- [TASKS TO COMPLETE]
a – According to the checkpoint_segments email, what do they normally weigh when setting checkpoint_segments?
b – Write the next part of the checkpoint_segments email, starting after its last line.

- [DOCUMENT]
┄┄┄┄┄┄┄┄┄┄

Re: High checkpoint_segments

From: Venkat Balaji <venkat(dot)balaji(at)verse(dot)in>
To: Tomas Vondra <tv(at)fuzzy(dot)cz>
Cc: Scott Marlowe <scott(dot)marlowe(at)gmail(dot)com>, Jay Levitt <jay(dot)levitt(at)gmail(dot)com>, "pgsql-general(at)postgresql(dot)org" <pgsql-general(at)postgresql(dot)org>
Subject: Re: High checkpoint_segments
Date: 2012-02-15 13:23:51
Message-ID: CAFrxt0jnGNy_8WM70w6g5rm14PgLn-5d3JaK_YHJp9FUwzBHcg@mail.gmail.com
Views: Raw Message | Whole Thread | Download mbox | Resend email
Thread:
Lists: pgsql-general

> > Data loss would be an issue when there is a server crash or pg_xlog crash
> > etc. That many number of pg_xlog files (1000) would contribute to huge
> > data
> > loss (data changes not synced to the base are not guaranteed). Of-course,
> > this is not related to the current situation. Normally we calculate the
> > checkpoint completion time, IO pressure, CPU load and the threat to the
> > data loss when we configure checkpoint_segments.

┄┄┄┄┄┄┄┄┄┄

- [PROVIDED MATERIAL]
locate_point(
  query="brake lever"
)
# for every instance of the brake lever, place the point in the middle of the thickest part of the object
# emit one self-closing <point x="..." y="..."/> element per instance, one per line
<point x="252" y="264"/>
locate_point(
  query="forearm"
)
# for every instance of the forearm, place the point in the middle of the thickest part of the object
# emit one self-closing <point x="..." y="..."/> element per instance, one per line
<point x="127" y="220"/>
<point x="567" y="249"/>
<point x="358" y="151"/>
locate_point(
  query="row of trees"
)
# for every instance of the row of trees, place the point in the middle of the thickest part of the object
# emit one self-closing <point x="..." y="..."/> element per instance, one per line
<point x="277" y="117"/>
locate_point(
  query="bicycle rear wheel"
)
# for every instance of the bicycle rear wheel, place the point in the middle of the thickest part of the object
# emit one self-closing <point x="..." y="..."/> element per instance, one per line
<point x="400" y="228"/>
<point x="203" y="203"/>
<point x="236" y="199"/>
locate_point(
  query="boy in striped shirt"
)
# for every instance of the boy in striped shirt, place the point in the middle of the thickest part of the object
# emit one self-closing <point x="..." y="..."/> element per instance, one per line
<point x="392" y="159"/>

┄┄┄┄┄┄┄┄┄┄

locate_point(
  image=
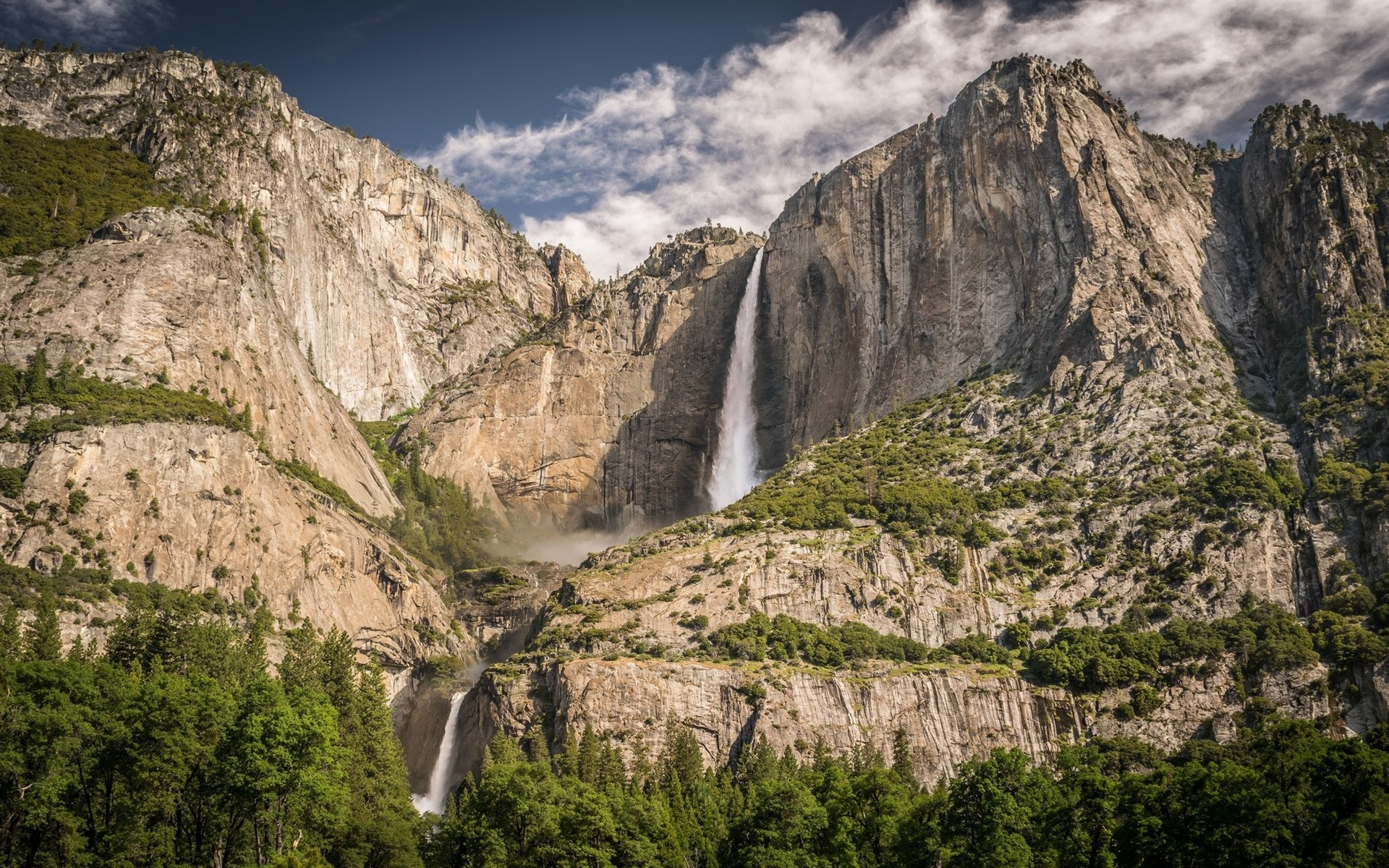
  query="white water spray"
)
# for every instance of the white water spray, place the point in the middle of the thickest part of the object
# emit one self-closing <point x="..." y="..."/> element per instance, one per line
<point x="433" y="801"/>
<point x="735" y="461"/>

┄┄┄┄┄┄┄┄┄┄

- [THE RESULTS]
a – Checkpoint completion time, IO pressure, CPU load, and the threat of data loss.

b –
>
> So you're saying that by using small number of checkpoint segments you
> limit the data loss when the WAL gets corrupted/lost? That's a bit like
> buying a Maseratti and then not going faster than 10mph because you might
> crash at higher speeds ...
>

No. I am not saying that checkpoint_segments must be lower. I was just
trying to explain the IO over-head on putting high (as high as 1000)
checkpoint segments. Lower number of checkpoint segments will lead to more
frequent IOs which is not good. Agreed.

>
> The problem here is that the WAL is usually placed on more reliable drives
> (compared to the data files) or a RAID1 array and as it's just writing
> data sequentially, so the usage pattern is much less likely to cause
> data/drive corruption (compared to data files that need to handle a lot of
> random I/O, etc.).
>

Agreed.

> So while it possible the WAL might get corrupted, the probability of data
> file corruption is much higher. And the corruption might easily happen
> silently during a checkpoint, so there won't be any WAL segments no matter
> how many of them you keep ...
>

Agreed. When corruption occurs, it really does not matter how many WAL
segments are kept in pg_xlog.
But, at any point of time if PG needs

> And by using low number of checkpoint segments it actually gets worse,
> because it means more frequent checkpoints -> more I/O on the drives ->
> more wearout of the drives etc.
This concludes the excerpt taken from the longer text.